* **Supplied entries**

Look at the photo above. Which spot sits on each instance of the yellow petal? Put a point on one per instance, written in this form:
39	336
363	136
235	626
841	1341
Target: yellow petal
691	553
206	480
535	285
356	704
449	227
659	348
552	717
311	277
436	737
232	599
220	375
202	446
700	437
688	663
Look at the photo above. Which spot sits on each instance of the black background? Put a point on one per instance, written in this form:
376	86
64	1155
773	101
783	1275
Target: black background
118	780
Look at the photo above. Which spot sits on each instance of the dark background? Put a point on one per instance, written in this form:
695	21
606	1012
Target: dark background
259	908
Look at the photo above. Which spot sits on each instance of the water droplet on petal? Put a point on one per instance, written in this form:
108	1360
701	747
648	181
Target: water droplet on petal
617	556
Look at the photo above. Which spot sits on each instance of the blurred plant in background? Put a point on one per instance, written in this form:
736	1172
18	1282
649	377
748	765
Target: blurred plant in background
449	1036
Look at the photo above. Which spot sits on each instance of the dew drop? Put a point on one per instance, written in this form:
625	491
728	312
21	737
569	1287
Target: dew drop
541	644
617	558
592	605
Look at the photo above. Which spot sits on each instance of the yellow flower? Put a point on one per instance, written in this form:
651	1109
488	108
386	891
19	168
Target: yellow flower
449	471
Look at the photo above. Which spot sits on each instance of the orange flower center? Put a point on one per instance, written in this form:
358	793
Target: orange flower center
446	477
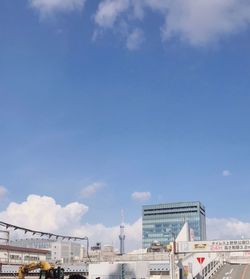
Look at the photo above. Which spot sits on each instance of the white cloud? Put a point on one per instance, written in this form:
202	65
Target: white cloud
199	23
141	196
109	10
3	192
135	39
44	214
91	189
226	173
227	228
46	7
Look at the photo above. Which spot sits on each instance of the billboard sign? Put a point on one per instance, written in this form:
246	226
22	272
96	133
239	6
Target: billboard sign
213	246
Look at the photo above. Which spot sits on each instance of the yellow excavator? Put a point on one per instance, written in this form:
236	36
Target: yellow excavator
47	270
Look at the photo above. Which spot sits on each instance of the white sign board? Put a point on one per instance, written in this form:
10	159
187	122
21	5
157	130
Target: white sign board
213	246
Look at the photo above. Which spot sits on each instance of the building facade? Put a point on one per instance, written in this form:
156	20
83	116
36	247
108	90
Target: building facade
163	222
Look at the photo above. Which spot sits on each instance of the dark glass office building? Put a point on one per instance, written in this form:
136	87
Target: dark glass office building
163	222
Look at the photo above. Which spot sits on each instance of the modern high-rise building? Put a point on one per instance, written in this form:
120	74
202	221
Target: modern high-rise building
163	222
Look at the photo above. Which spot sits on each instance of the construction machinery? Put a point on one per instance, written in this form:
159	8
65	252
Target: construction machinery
47	270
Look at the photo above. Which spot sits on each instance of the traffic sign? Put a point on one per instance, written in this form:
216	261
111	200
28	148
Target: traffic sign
200	260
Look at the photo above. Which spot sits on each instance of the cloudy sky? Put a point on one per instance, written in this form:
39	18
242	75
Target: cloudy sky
111	104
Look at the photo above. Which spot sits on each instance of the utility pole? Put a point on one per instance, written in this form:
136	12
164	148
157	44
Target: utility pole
172	261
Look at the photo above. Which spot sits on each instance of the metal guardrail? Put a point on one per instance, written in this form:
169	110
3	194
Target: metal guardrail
212	268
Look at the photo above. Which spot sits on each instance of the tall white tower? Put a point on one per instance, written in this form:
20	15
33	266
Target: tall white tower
122	234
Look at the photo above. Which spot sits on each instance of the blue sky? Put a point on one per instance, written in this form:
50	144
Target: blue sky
121	96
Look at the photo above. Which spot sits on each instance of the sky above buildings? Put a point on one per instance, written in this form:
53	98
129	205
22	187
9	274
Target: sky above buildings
111	104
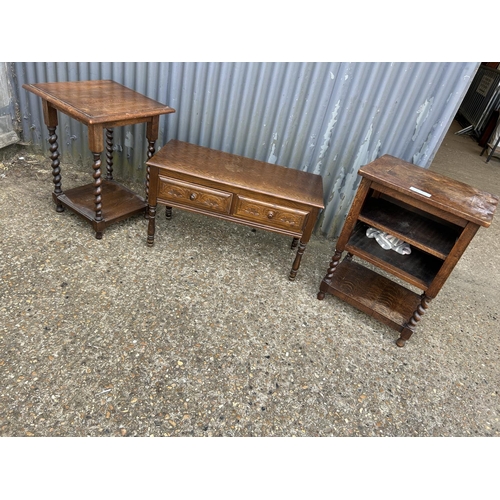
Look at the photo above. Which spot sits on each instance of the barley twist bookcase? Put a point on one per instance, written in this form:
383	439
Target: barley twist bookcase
436	215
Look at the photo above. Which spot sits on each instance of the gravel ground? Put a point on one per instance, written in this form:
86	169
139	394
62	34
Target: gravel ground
203	334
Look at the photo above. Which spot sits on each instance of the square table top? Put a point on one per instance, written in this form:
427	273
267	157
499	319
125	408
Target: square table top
98	102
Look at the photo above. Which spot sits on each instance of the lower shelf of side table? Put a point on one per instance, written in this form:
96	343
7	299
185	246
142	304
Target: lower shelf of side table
373	294
118	203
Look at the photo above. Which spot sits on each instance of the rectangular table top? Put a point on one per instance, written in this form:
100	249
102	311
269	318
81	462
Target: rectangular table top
239	171
437	190
98	101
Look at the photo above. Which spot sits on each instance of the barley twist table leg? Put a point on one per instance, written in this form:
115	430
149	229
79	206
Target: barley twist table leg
109	154
56	169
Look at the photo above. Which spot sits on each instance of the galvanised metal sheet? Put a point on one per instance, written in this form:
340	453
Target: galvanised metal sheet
326	118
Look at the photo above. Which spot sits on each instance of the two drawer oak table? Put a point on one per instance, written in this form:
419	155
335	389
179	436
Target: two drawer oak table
237	189
100	105
437	216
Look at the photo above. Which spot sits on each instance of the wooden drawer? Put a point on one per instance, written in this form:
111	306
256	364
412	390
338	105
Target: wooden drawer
270	214
194	195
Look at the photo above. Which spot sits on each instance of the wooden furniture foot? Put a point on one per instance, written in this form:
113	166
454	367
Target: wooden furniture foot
296	262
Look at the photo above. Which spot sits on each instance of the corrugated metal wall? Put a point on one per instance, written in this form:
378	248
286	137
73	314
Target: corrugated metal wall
326	118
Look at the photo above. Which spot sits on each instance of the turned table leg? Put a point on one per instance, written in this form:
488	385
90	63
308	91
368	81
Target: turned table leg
151	224
56	169
152	136
296	262
109	154
329	273
97	192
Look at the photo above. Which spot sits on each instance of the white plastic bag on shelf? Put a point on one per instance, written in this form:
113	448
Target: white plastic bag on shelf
388	242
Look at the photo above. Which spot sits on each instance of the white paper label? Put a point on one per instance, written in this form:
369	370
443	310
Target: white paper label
419	191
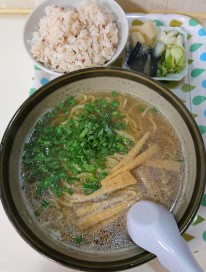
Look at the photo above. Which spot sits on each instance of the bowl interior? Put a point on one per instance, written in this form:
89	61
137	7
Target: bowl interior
34	18
98	80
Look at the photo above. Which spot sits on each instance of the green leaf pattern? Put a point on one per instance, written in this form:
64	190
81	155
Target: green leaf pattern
191	91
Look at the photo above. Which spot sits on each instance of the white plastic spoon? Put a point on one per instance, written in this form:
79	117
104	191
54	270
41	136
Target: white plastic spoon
154	228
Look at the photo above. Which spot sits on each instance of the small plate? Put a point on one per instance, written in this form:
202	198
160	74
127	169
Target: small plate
168	77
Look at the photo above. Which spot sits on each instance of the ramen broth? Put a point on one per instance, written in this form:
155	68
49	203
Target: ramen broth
90	158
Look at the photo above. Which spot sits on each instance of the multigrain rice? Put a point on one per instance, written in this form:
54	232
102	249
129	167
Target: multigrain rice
75	38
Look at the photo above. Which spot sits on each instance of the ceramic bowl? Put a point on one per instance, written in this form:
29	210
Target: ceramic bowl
32	22
97	79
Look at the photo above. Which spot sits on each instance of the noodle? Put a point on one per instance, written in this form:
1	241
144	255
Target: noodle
90	158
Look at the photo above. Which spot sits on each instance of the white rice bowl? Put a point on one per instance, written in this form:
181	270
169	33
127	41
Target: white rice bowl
68	38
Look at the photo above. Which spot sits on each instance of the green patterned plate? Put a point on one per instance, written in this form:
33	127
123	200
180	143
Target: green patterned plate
191	90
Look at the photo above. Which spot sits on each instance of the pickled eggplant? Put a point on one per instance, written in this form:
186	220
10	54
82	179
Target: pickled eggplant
142	60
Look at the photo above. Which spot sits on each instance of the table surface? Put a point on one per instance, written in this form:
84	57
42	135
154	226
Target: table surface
16	72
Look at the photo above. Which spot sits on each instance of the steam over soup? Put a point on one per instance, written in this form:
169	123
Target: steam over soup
90	158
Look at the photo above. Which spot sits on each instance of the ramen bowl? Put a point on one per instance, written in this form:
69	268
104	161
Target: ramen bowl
96	80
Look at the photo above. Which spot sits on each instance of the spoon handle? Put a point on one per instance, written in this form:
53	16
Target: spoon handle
154	228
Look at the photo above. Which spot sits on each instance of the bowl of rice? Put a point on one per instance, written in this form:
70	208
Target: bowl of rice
62	36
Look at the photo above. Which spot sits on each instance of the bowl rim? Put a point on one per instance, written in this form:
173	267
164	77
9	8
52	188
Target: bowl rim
49	2
9	135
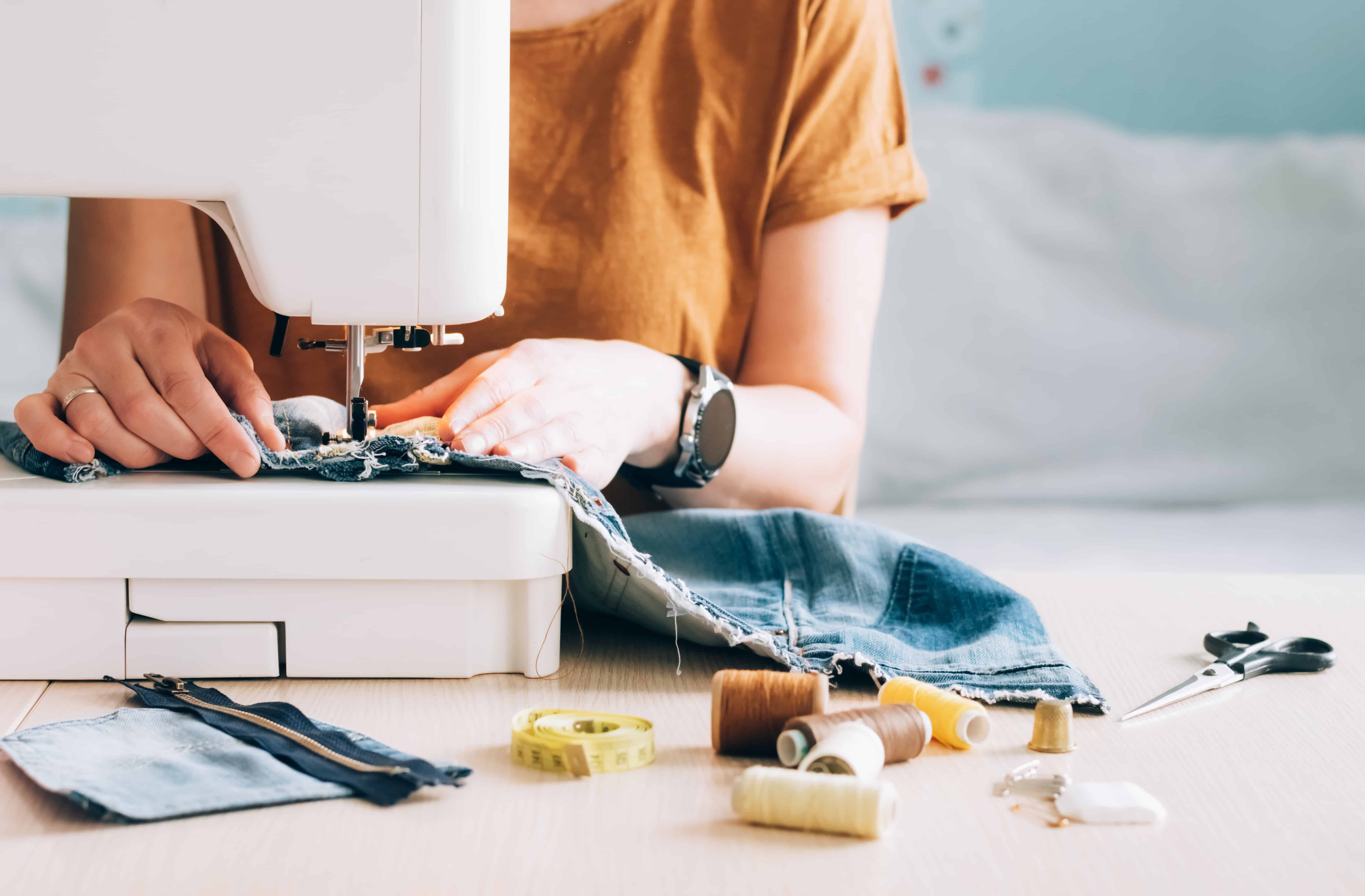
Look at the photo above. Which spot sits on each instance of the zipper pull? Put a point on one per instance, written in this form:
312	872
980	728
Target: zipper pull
166	682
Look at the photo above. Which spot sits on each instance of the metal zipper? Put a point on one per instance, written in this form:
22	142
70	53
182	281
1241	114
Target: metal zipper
175	687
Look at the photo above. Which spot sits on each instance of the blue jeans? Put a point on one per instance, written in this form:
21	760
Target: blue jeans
810	591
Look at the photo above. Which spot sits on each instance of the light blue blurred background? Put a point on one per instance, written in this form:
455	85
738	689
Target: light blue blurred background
1217	67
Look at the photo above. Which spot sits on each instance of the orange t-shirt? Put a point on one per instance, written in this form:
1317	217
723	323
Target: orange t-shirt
653	145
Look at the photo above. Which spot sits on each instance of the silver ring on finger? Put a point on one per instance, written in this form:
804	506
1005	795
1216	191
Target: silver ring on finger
76	393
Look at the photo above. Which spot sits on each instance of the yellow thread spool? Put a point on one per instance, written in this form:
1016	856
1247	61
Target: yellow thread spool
958	721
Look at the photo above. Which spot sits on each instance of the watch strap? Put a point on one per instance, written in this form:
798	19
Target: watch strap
646	478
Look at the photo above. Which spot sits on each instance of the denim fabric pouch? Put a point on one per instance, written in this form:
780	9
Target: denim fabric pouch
811	591
155	764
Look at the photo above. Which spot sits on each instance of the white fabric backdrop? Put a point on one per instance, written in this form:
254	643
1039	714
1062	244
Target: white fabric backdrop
33	245
1086	316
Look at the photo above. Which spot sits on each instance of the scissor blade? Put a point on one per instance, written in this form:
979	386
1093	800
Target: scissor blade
1211	677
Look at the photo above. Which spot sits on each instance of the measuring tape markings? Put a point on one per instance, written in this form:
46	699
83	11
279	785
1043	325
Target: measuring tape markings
581	742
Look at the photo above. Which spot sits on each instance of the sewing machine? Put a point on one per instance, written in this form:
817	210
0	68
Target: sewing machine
357	157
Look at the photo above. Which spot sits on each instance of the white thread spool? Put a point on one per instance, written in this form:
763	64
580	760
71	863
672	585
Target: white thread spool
835	804
848	749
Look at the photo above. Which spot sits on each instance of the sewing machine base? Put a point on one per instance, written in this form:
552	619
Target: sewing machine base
203	575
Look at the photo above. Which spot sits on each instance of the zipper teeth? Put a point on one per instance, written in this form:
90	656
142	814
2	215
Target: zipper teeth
302	740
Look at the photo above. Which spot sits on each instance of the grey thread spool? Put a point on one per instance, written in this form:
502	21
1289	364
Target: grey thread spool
904	732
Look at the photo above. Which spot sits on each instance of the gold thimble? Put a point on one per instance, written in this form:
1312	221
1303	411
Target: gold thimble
1053	727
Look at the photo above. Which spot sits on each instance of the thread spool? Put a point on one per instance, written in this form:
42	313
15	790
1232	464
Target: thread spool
1053	727
904	729
750	707
835	804
958	721
850	749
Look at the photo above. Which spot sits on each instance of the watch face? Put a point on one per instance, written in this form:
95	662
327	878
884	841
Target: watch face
717	430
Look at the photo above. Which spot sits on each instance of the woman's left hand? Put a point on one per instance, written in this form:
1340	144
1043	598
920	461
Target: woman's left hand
594	404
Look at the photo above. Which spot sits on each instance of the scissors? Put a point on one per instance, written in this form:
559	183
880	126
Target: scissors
1246	655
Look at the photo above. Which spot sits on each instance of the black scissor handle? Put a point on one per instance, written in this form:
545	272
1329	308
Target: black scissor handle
1222	644
1289	655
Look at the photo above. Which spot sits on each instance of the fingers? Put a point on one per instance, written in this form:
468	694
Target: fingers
433	400
515	373
178	373
38	417
92	418
140	408
525	415
229	366
593	466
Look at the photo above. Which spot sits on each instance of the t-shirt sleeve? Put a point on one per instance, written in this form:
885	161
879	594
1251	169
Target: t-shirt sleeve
847	142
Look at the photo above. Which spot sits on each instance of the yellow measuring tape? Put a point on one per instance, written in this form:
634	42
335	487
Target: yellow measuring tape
581	742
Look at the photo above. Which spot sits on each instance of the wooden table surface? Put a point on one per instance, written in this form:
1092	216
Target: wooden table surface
1263	781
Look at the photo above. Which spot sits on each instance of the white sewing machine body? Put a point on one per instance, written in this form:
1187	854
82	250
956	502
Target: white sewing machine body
357	156
354	152
422	576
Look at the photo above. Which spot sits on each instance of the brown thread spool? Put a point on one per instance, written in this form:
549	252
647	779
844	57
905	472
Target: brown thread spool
750	707
903	727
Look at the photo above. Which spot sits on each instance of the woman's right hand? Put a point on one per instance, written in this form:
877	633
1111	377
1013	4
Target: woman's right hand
166	381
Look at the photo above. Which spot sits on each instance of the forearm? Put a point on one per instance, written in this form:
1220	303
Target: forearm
124	250
794	448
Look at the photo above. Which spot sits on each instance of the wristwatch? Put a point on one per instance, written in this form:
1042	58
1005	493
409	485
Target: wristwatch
705	436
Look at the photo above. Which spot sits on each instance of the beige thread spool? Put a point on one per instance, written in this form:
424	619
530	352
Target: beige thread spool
750	707
904	729
835	804
1053	727
958	721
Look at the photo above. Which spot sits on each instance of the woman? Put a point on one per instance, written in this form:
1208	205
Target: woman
693	178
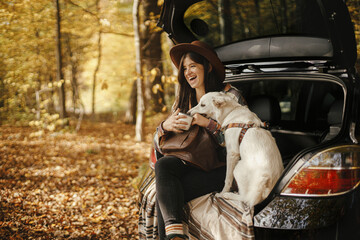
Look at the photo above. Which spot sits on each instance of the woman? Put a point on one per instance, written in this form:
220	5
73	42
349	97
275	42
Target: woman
200	71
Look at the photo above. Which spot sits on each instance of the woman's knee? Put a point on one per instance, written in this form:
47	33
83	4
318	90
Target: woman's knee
168	164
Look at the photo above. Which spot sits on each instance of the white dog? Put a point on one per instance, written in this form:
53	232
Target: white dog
256	163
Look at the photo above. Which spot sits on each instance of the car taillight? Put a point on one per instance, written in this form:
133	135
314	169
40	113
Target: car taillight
153	158
330	172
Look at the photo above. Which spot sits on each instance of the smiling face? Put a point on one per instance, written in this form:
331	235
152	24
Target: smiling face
194	73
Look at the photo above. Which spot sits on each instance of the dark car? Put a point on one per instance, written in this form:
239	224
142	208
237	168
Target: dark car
294	62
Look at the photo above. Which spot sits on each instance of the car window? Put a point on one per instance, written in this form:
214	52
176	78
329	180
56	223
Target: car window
304	104
218	22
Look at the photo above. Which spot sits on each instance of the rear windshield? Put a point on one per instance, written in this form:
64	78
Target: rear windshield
304	105
219	22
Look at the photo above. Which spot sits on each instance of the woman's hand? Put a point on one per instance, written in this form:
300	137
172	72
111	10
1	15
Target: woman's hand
174	122
200	120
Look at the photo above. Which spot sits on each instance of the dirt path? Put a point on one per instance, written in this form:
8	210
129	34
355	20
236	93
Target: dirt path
70	185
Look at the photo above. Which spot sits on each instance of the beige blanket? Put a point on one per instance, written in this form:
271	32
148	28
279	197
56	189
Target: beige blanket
211	216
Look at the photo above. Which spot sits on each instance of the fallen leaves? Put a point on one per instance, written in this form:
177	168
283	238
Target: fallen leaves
73	186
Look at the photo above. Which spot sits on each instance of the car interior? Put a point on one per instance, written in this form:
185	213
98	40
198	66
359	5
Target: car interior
300	113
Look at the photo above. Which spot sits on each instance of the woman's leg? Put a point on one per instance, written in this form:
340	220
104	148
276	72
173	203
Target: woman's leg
176	184
197	183
169	193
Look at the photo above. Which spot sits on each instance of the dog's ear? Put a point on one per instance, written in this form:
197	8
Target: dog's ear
219	101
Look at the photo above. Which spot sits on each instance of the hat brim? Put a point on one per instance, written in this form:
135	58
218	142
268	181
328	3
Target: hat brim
179	50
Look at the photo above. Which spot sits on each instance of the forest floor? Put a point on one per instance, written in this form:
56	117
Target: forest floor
71	185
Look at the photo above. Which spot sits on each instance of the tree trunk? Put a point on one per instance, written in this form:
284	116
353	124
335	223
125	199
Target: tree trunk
99	60
60	75
140	98
152	56
130	115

* **Problem details**
Your task is to write out the lines from the one with "of the dirt" through the end of the records, exactly and with nothing added.

* **Complete answer**
Look at the photo above. Which spot sits on each instance of the dirt path? Put a point on one per instance, written in this form:
8	210
129	34
355	20
236	93
Target: dirt path
70	185
Look at the photo above. Which spot sits on each instance of the beige blanket? Put a point on one per instance, written in this form:
271	32
148	28
279	197
56	189
Target: beige blanket
211	216
Look at the photo above. Which spot sits on each instance of the fallen leaves? Put a point on one per instance, written in this form:
177	168
283	238
Target: fallen leaves
73	186
Look at the photo above. Which spot sits on each instance of the car interior? Put a point on one per instance, written in this form:
185	213
98	40
198	66
359	5
Target: car interior
300	113
Look at the photo above. Which spot sits on each instance of the woman's leg? Put a point on one per instance, written in this form:
340	220
104	148
276	72
173	203
Target: woman's leg
176	184
197	183
169	193
Look at the photo above. Which spot sits on each instance of the dog's ear? Put a point on one per instance, written in this form:
197	8
Target: dog's ear
219	101
Look at the photo above. Which spot sits on each instance of the hat brim? Put a point on one per instance, written in this form:
135	58
218	142
268	181
328	3
Target: hat brim
179	50
Look at the photo above. Which spot sits on each instance of the forest floor? Put a point on one per instance, written in this form:
56	117
Target: forest floor
71	185
Look at the photo above. Which spot sits on each instance of the tree trunk? Put a point on one per instance, written in this form:
284	116
353	124
335	223
125	199
Target: tree trunk
99	60
60	75
140	98
152	56
130	115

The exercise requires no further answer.